_Exercise brief_. Reproduce exactly the lines below from the one containing "Target: lake water" through the one containing "[1061, 642]", including both, and nothing else.

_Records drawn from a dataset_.

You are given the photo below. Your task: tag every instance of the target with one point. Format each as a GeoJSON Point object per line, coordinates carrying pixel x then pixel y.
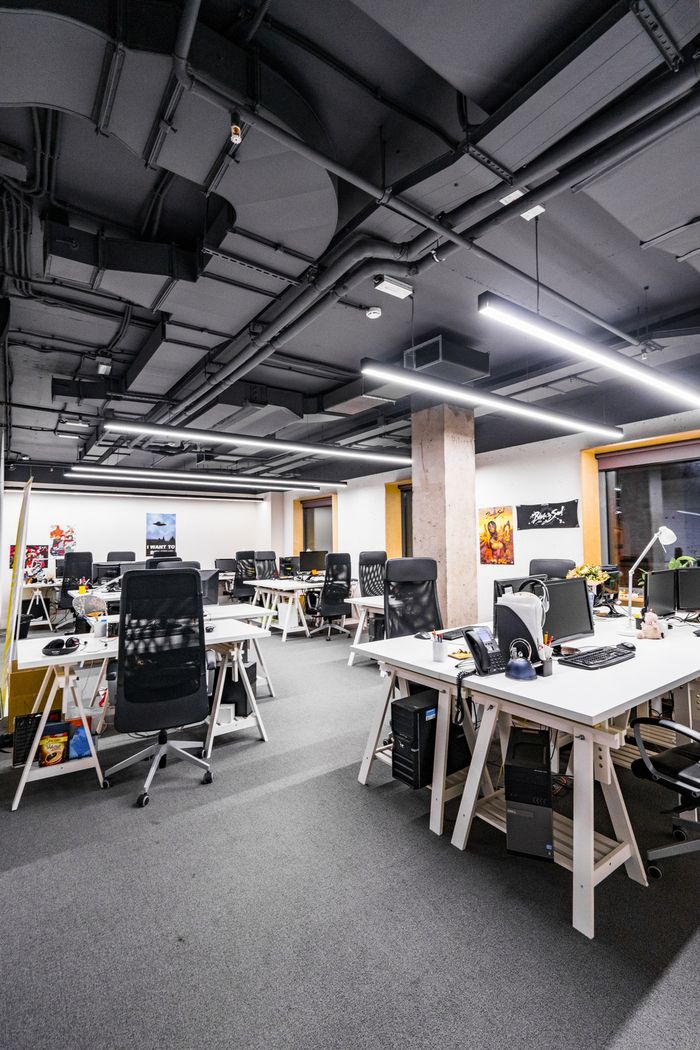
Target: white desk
{"type": "Point", "coordinates": [228, 638]}
{"type": "Point", "coordinates": [362, 608]}
{"type": "Point", "coordinates": [592, 707]}
{"type": "Point", "coordinates": [284, 615]}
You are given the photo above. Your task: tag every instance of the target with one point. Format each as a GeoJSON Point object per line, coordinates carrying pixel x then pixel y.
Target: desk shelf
{"type": "Point", "coordinates": [608, 853]}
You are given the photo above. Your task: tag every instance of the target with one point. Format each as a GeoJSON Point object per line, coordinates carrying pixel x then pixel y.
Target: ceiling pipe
{"type": "Point", "coordinates": [251, 350]}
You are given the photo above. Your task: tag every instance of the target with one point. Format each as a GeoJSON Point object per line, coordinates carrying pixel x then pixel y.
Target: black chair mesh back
{"type": "Point", "coordinates": [246, 561]}
{"type": "Point", "coordinates": [336, 586]}
{"type": "Point", "coordinates": [76, 566]}
{"type": "Point", "coordinates": [266, 564]}
{"type": "Point", "coordinates": [226, 564]}
{"type": "Point", "coordinates": [554, 568]}
{"type": "Point", "coordinates": [162, 680]}
{"type": "Point", "coordinates": [373, 565]}
{"type": "Point", "coordinates": [410, 596]}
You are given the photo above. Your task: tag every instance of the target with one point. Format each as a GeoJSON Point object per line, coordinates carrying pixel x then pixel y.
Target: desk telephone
{"type": "Point", "coordinates": [485, 651]}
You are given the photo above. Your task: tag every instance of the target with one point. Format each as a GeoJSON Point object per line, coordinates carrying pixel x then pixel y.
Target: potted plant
{"type": "Point", "coordinates": [593, 575]}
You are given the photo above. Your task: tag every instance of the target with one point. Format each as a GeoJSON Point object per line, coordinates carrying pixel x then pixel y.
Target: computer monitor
{"type": "Point", "coordinates": [311, 561]}
{"type": "Point", "coordinates": [570, 614]}
{"type": "Point", "coordinates": [688, 589]}
{"type": "Point", "coordinates": [660, 591]}
{"type": "Point", "coordinates": [510, 586]}
{"type": "Point", "coordinates": [209, 586]}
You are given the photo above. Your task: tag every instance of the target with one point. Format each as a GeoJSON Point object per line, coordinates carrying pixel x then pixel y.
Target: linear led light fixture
{"type": "Point", "coordinates": [452, 393]}
{"type": "Point", "coordinates": [240, 497]}
{"type": "Point", "coordinates": [393, 287]}
{"type": "Point", "coordinates": [554, 335]}
{"type": "Point", "coordinates": [200, 478]}
{"type": "Point", "coordinates": [144, 479]}
{"type": "Point", "coordinates": [248, 441]}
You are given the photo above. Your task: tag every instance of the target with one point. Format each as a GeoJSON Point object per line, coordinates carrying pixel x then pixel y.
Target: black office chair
{"type": "Point", "coordinates": [244, 587]}
{"type": "Point", "coordinates": [77, 566]}
{"type": "Point", "coordinates": [289, 566]}
{"type": "Point", "coordinates": [336, 588]}
{"type": "Point", "coordinates": [266, 565]}
{"type": "Point", "coordinates": [553, 568]}
{"type": "Point", "coordinates": [162, 672]}
{"type": "Point", "coordinates": [373, 568]}
{"type": "Point", "coordinates": [410, 596]}
{"type": "Point", "coordinates": [677, 769]}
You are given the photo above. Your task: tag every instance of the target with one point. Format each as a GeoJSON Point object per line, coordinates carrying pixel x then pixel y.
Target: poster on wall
{"type": "Point", "coordinates": [160, 534]}
{"type": "Point", "coordinates": [495, 536]}
{"type": "Point", "coordinates": [36, 560]}
{"type": "Point", "coordinates": [563, 515]}
{"type": "Point", "coordinates": [63, 540]}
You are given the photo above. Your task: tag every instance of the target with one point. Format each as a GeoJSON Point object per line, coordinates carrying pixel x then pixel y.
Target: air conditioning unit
{"type": "Point", "coordinates": [445, 359]}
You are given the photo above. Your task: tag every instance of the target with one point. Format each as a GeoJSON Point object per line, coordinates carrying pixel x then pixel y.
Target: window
{"type": "Point", "coordinates": [318, 524]}
{"type": "Point", "coordinates": [640, 498]}
{"type": "Point", "coordinates": [406, 521]}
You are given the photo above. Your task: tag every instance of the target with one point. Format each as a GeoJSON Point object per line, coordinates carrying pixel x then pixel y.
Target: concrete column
{"type": "Point", "coordinates": [444, 505]}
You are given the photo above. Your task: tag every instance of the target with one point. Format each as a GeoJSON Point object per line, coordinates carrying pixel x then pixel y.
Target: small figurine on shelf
{"type": "Point", "coordinates": [651, 629]}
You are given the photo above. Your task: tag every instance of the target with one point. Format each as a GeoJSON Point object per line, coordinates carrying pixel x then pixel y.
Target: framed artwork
{"type": "Point", "coordinates": [495, 536]}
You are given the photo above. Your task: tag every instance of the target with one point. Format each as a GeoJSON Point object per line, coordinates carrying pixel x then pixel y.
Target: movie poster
{"type": "Point", "coordinates": [63, 540]}
{"type": "Point", "coordinates": [495, 536]}
{"type": "Point", "coordinates": [160, 534]}
{"type": "Point", "coordinates": [36, 560]}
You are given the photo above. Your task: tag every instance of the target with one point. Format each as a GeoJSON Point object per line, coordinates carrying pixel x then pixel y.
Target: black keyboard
{"type": "Point", "coordinates": [606, 656]}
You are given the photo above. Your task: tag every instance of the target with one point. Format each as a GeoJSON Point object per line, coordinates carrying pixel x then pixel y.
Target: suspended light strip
{"type": "Point", "coordinates": [228, 479]}
{"type": "Point", "coordinates": [213, 438]}
{"type": "Point", "coordinates": [554, 335]}
{"type": "Point", "coordinates": [464, 395]}
{"type": "Point", "coordinates": [144, 479]}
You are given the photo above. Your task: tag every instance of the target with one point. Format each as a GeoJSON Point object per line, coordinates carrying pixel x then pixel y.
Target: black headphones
{"type": "Point", "coordinates": [61, 647]}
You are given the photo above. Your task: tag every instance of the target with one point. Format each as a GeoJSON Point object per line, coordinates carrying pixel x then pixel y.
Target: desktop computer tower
{"type": "Point", "coordinates": [414, 720]}
{"type": "Point", "coordinates": [528, 783]}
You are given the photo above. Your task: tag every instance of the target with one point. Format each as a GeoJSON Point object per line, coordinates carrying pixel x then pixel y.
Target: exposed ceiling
{"type": "Point", "coordinates": [225, 286]}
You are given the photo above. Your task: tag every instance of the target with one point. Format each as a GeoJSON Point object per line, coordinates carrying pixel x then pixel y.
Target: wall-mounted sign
{"type": "Point", "coordinates": [495, 536]}
{"type": "Point", "coordinates": [160, 534]}
{"type": "Point", "coordinates": [563, 515]}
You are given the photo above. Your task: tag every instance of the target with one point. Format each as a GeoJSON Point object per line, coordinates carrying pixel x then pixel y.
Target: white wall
{"type": "Point", "coordinates": [206, 528]}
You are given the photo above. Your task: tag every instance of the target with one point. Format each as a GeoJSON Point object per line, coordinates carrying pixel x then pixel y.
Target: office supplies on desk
{"type": "Point", "coordinates": [528, 790]}
{"type": "Point", "coordinates": [312, 560]}
{"type": "Point", "coordinates": [605, 656]}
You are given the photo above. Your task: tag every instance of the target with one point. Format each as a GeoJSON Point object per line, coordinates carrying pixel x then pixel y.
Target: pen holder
{"type": "Point", "coordinates": [438, 649]}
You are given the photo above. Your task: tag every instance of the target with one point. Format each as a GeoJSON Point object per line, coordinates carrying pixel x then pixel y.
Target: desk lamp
{"type": "Point", "coordinates": [664, 536]}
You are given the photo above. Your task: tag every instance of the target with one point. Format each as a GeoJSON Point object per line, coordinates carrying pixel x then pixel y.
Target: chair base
{"type": "Point", "coordinates": [331, 626]}
{"type": "Point", "coordinates": [158, 752]}
{"type": "Point", "coordinates": [678, 848]}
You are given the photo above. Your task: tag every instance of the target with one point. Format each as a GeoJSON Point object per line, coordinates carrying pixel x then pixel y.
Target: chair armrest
{"type": "Point", "coordinates": [663, 723]}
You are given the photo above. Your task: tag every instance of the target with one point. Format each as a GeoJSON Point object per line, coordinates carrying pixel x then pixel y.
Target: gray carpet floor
{"type": "Point", "coordinates": [287, 906]}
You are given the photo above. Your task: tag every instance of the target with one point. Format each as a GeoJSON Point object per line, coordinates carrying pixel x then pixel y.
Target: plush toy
{"type": "Point", "coordinates": [650, 628]}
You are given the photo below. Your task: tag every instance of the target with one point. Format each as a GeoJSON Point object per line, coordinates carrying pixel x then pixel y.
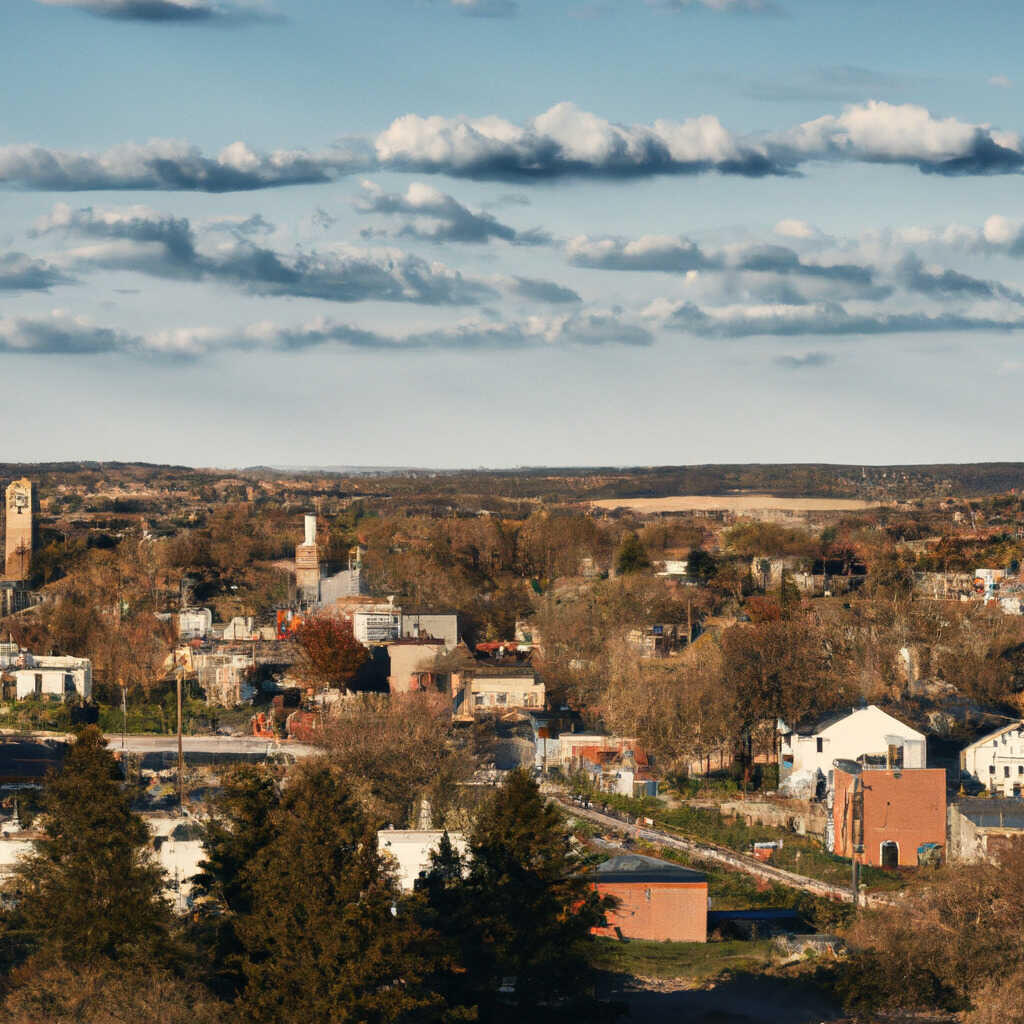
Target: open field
{"type": "Point", "coordinates": [735, 503]}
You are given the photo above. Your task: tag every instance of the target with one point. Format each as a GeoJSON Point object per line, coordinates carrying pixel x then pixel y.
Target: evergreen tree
{"type": "Point", "coordinates": [700, 565]}
{"type": "Point", "coordinates": [90, 890]}
{"type": "Point", "coordinates": [329, 939]}
{"type": "Point", "coordinates": [632, 556]}
{"type": "Point", "coordinates": [240, 828]}
{"type": "Point", "coordinates": [524, 912]}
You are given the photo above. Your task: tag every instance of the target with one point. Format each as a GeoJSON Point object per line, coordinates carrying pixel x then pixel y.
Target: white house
{"type": "Point", "coordinates": [195, 624]}
{"type": "Point", "coordinates": [410, 850]}
{"type": "Point", "coordinates": [178, 847]}
{"type": "Point", "coordinates": [54, 677]}
{"type": "Point", "coordinates": [867, 733]}
{"type": "Point", "coordinates": [996, 761]}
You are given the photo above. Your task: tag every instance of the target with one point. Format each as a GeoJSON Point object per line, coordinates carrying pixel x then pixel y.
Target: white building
{"type": "Point", "coordinates": [377, 624]}
{"type": "Point", "coordinates": [53, 677]}
{"type": "Point", "coordinates": [195, 624]}
{"type": "Point", "coordinates": [867, 733]}
{"type": "Point", "coordinates": [441, 626]}
{"type": "Point", "coordinates": [996, 761]}
{"type": "Point", "coordinates": [178, 846]}
{"type": "Point", "coordinates": [241, 628]}
{"type": "Point", "coordinates": [409, 850]}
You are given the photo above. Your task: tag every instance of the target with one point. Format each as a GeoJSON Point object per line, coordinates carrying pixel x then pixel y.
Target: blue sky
{"type": "Point", "coordinates": [469, 232]}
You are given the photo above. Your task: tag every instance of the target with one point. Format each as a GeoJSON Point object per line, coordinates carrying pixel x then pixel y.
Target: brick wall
{"type": "Point", "coordinates": [675, 911]}
{"type": "Point", "coordinates": [902, 806]}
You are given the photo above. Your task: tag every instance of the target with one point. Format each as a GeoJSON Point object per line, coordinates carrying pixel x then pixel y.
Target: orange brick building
{"type": "Point", "coordinates": [657, 900]}
{"type": "Point", "coordinates": [891, 811]}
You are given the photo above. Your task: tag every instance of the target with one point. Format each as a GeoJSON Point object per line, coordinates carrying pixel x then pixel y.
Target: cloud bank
{"type": "Point", "coordinates": [62, 334]}
{"type": "Point", "coordinates": [188, 11]}
{"type": "Point", "coordinates": [435, 216]}
{"type": "Point", "coordinates": [141, 240]}
{"type": "Point", "coordinates": [562, 142]}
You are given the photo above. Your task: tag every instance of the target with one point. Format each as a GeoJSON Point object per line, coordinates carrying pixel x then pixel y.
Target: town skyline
{"type": "Point", "coordinates": [552, 235]}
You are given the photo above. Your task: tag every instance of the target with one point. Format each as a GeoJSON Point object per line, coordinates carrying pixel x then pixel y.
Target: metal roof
{"type": "Point", "coordinates": [635, 867]}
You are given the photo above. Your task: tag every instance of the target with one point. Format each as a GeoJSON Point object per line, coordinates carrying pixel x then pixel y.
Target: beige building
{"type": "Point", "coordinates": [413, 665]}
{"type": "Point", "coordinates": [17, 543]}
{"type": "Point", "coordinates": [307, 562]}
{"type": "Point", "coordinates": [495, 691]}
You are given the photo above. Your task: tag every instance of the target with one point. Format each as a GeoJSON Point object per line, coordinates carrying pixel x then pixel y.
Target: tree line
{"type": "Point", "coordinates": [303, 920]}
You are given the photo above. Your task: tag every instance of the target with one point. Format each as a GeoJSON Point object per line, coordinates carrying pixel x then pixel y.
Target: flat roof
{"type": "Point", "coordinates": [635, 867]}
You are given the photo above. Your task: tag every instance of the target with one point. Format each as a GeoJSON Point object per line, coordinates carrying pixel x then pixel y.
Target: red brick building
{"type": "Point", "coordinates": [657, 900]}
{"type": "Point", "coordinates": [892, 812]}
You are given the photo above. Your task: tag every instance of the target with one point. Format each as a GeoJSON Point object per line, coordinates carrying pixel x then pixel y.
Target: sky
{"type": "Point", "coordinates": [504, 232]}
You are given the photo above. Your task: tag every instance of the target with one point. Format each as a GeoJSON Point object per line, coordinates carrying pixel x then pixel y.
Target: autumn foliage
{"type": "Point", "coordinates": [331, 654]}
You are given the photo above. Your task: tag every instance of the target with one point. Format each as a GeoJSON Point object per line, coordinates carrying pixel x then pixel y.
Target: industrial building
{"type": "Point", "coordinates": [888, 817]}
{"type": "Point", "coordinates": [44, 677]}
{"type": "Point", "coordinates": [996, 761]}
{"type": "Point", "coordinates": [657, 900]}
{"type": "Point", "coordinates": [17, 539]}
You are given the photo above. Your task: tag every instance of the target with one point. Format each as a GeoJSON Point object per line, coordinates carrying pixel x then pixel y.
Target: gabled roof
{"type": "Point", "coordinates": [825, 722]}
{"type": "Point", "coordinates": [982, 740]}
{"type": "Point", "coordinates": [637, 868]}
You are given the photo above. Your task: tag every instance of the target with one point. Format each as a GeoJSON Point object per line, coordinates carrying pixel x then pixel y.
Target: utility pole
{"type": "Point", "coordinates": [124, 719]}
{"type": "Point", "coordinates": [181, 761]}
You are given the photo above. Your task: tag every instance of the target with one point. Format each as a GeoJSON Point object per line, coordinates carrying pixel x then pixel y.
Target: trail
{"type": "Point", "coordinates": [712, 853]}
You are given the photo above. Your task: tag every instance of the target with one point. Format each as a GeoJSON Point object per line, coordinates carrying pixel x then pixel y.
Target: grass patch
{"type": "Point", "coordinates": [696, 961]}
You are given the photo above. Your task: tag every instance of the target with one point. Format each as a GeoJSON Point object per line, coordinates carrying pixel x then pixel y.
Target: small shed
{"type": "Point", "coordinates": [657, 900]}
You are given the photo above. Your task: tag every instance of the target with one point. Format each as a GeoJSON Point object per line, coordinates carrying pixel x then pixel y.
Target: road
{"type": "Point", "coordinates": [210, 745]}
{"type": "Point", "coordinates": [709, 852]}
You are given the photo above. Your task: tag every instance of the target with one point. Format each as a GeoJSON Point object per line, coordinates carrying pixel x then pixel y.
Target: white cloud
{"type": "Point", "coordinates": [486, 8]}
{"type": "Point", "coordinates": [169, 10]}
{"type": "Point", "coordinates": [796, 229]}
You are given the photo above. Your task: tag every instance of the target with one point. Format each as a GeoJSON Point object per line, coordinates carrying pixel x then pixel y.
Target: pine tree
{"type": "Point", "coordinates": [329, 939]}
{"type": "Point", "coordinates": [632, 556]}
{"type": "Point", "coordinates": [90, 890]}
{"type": "Point", "coordinates": [523, 913]}
{"type": "Point", "coordinates": [240, 828]}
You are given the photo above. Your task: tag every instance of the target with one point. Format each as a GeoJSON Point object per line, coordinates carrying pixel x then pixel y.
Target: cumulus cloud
{"type": "Point", "coordinates": [679, 255]}
{"type": "Point", "coordinates": [169, 10]}
{"type": "Point", "coordinates": [542, 291]}
{"type": "Point", "coordinates": [439, 217]}
{"type": "Point", "coordinates": [170, 165]}
{"type": "Point", "coordinates": [650, 252]}
{"type": "Point", "coordinates": [807, 360]}
{"type": "Point", "coordinates": [566, 140]}
{"type": "Point", "coordinates": [944, 283]}
{"type": "Point", "coordinates": [486, 8]}
{"type": "Point", "coordinates": [60, 334]}
{"type": "Point", "coordinates": [563, 141]}
{"type": "Point", "coordinates": [790, 228]}
{"type": "Point", "coordinates": [733, 5]}
{"type": "Point", "coordinates": [19, 272]}
{"type": "Point", "coordinates": [820, 318]}
{"type": "Point", "coordinates": [151, 243]}
{"type": "Point", "coordinates": [254, 224]}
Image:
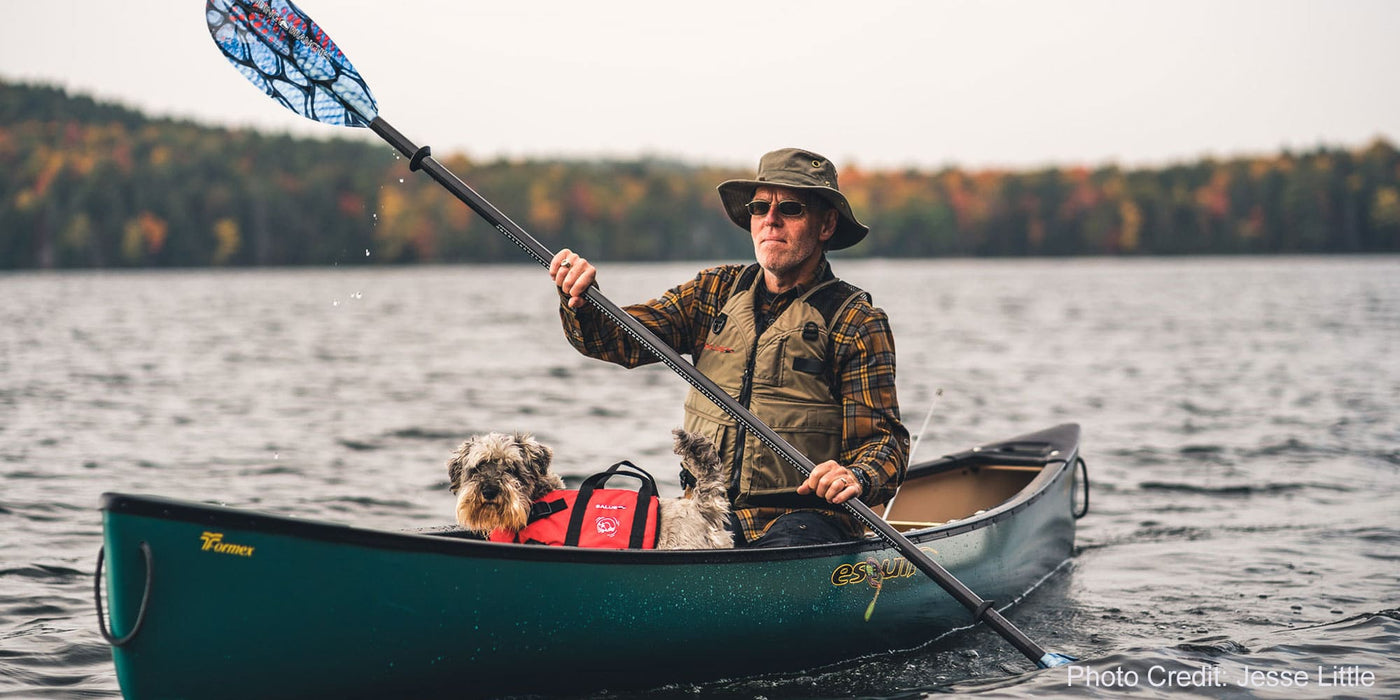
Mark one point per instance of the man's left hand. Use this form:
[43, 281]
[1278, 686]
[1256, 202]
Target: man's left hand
[832, 482]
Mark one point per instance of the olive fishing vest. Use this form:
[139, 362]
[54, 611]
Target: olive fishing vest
[784, 378]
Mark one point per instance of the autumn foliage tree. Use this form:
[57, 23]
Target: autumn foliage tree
[91, 185]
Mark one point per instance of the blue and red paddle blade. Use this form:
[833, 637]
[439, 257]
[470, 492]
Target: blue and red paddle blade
[286, 55]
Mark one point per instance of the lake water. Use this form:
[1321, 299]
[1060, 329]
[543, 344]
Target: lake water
[1239, 422]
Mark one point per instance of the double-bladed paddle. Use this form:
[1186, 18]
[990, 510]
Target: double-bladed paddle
[286, 55]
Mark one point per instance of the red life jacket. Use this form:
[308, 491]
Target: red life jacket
[594, 517]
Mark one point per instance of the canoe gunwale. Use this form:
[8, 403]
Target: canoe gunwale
[210, 515]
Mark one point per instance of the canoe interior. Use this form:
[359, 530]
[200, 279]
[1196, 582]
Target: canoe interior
[297, 608]
[956, 493]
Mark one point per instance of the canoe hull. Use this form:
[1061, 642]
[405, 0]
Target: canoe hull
[247, 604]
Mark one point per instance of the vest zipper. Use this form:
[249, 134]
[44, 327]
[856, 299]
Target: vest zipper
[745, 396]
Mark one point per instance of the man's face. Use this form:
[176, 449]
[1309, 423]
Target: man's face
[781, 244]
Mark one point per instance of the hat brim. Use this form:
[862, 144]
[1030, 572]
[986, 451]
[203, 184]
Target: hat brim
[737, 193]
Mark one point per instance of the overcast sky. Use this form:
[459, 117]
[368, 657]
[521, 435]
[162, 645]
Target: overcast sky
[720, 81]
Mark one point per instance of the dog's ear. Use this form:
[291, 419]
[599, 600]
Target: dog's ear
[536, 455]
[455, 465]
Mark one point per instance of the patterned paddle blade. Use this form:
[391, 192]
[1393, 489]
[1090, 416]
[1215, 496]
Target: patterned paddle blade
[286, 55]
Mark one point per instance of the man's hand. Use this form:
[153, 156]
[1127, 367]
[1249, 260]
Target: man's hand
[573, 276]
[832, 482]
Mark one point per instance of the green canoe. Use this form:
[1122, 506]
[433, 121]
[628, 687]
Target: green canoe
[210, 602]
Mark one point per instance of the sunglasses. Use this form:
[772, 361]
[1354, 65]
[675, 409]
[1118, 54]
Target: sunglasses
[788, 207]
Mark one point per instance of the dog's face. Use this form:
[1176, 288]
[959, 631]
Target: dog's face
[497, 476]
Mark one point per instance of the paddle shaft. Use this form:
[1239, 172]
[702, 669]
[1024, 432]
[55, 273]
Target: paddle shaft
[420, 158]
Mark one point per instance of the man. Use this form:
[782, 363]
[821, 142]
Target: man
[804, 352]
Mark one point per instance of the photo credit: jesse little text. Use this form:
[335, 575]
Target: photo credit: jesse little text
[1207, 676]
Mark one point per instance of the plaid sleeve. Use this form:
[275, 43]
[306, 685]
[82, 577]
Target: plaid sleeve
[875, 441]
[678, 318]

_Solution for this task_.
Target: lake water
[1239, 422]
Mark one point per instance of the double-bladed paddle. Use this form:
[1186, 18]
[990, 510]
Target: double-bladed paddle
[286, 55]
Mark one point per instance of the red life jacket. Use this form:
[308, 491]
Target: red life jacket
[594, 517]
Mark one point per instance of the canoe gunwale. Use this form:
[8, 403]
Target: canoe gunwale
[210, 515]
Mark one point per instance of the canoe interior. Use this form:
[359, 530]
[200, 279]
[1196, 582]
Target: canoe interior
[297, 608]
[956, 493]
Mark one point per instance of the canoe hull. Use this form:
[1061, 642]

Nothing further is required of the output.